- **LISTED ENTRIES**
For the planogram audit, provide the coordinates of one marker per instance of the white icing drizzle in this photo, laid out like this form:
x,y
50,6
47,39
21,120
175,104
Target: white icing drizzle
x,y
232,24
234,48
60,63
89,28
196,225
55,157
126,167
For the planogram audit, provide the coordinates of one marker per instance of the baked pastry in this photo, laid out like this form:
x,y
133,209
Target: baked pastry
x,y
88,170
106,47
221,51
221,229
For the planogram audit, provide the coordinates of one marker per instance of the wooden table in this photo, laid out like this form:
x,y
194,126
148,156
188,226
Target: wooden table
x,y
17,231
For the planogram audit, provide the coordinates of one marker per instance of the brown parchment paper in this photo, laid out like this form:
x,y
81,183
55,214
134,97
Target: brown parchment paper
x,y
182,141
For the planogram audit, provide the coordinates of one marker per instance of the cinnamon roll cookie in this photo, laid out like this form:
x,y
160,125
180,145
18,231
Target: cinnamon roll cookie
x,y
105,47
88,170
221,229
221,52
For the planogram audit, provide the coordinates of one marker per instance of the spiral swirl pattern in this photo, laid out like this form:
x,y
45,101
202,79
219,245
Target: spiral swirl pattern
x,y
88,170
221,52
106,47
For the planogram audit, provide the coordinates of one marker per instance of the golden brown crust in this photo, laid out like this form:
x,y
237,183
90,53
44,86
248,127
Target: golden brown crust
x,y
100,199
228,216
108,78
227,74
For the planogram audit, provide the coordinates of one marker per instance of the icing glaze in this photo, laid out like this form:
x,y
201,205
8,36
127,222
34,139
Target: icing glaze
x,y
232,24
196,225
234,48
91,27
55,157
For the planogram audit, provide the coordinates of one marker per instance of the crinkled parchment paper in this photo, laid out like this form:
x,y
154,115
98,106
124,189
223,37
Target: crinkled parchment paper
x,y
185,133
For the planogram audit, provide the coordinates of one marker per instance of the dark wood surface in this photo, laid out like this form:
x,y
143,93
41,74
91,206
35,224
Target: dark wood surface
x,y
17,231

- **GOAL OF THE EXERCISE**
Copy out each line of the records above that includes "this".

- **EXERCISE SOLUTION**
For the planogram audit, provide the coordinates of one marker per instance of the white icing drizzle in this photo, laid out like this form:
For the planogram audit, provide the coordinates of one marker per instance of the baked pastry in this photo, laid out like this form:
For the planogram audit, provide the coordinates of one marker per instance of the wooden table in this photo, laid out like this form:
For the planogram audit, provide the coordinates of one marker per instance of the brown parchment paper in this photo, laid out like this form:
For the planogram audit, provide the coordinates of one marker per instance of the cinnamon roll cookie in this photo, laid out like this form:
For the planogram audit, provide the coordinates of one marker per instance of the spiral swirl pattern in this photo, laid out like this form:
For the planogram audit, provide the coordinates of one marker per instance of the golden brown crust in this photo, laid out like this form:
For the planogram audit, provide the coordinates of one marker per instance of the icing glaze in this photo, laid out like this form:
For the planogram audit, provide the coordinates of one marker per instance of the crinkled parchment paper in this photo, laid out like this form:
For the planogram audit, provide the coordinates of one marker per instance of the dark wood surface in this photo, laid out like this form:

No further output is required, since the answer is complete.